*About this exercise*: Every line of the data should be written out exactly, with the pictures left out.

*Dataset excerpts*:
-*-*-

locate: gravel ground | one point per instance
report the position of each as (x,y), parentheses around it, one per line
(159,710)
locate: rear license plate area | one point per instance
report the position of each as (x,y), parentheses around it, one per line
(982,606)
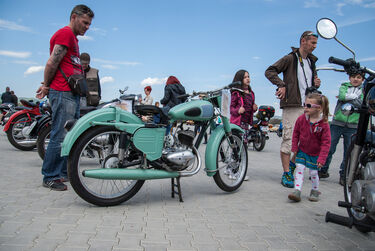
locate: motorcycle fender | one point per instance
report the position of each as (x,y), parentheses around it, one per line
(111,116)
(13,116)
(213,147)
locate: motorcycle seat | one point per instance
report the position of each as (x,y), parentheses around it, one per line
(86,109)
(147,110)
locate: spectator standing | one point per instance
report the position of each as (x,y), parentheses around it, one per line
(311,142)
(242,106)
(64,57)
(6,97)
(299,74)
(93,94)
(342,125)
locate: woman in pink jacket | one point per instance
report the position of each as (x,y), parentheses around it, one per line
(242,105)
(310,143)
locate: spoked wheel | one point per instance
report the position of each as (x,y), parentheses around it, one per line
(231,169)
(16,132)
(43,140)
(358,216)
(259,141)
(98,148)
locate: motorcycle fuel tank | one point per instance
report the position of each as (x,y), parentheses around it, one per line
(198,110)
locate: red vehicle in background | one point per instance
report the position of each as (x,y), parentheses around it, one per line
(20,124)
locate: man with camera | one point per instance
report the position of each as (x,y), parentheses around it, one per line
(299,78)
(64,60)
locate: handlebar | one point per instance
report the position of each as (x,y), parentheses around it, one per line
(351,66)
(345,63)
(231,86)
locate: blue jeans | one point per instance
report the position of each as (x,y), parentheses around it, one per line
(336,132)
(64,106)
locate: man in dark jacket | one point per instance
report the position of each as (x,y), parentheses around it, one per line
(172,90)
(299,74)
(6,97)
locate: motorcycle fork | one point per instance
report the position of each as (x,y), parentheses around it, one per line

-*-*-

*Exercise output*:
locate: gravel ground | one point per instance
report the position of each as (x,y), parentheses around it, one per line
(159,710)
locate: rear license plate area | one point per instance
report the position of each as (x,y), parentheses around it, one per line
(982,606)
locate: motorcycle fender | one point per instance
report the position of each as (x,y), parentheses around it, one per line
(111,116)
(13,116)
(213,147)
locate: motorcycle seat | one point per instance
report the position of each as (x,y), parentheses around it, one per line
(86,109)
(147,110)
locate: spectator standing | one point per instance
report the position of each as (x,y), parentheses around it, one per line
(311,142)
(242,106)
(64,57)
(6,97)
(299,74)
(93,94)
(342,125)
locate: woman in pink jacket | one point per instance
report the position of each as (x,y), parentheses around it, one per line
(242,105)
(310,143)
locate: spoked wheel | one point per instance
report the position of each as (x,y), parentheses around it, one per line
(231,169)
(16,132)
(43,140)
(358,216)
(259,141)
(98,148)
locate: motorcycle fuel tank | one point per instance
report the position of each as (x,y), parentheses around it, one per line
(198,110)
locate: red vehicle in background | one point per instance
report the position of each as (x,y), parentheses around it, one per line
(20,124)
locate: man with camera | one point per instance
report the position of each as (x,y), parentheses around it, one per line
(299,78)
(64,60)
locate: handlebar | one point per instance
report the position of each as (x,y), parentheses around it, one per line
(351,66)
(345,63)
(231,86)
locate: blue jeans | one point per instance
report the position of each as (x,y), parentheses around it, one per line
(336,132)
(64,106)
locate: man in dark jacket | one point per instance
report the position of each as (x,y), parentheses around it, one per line
(172,90)
(299,74)
(6,97)
locate: motorcycle fork | one point per instance
report the position of each as (x,y), parentheses around it, one per line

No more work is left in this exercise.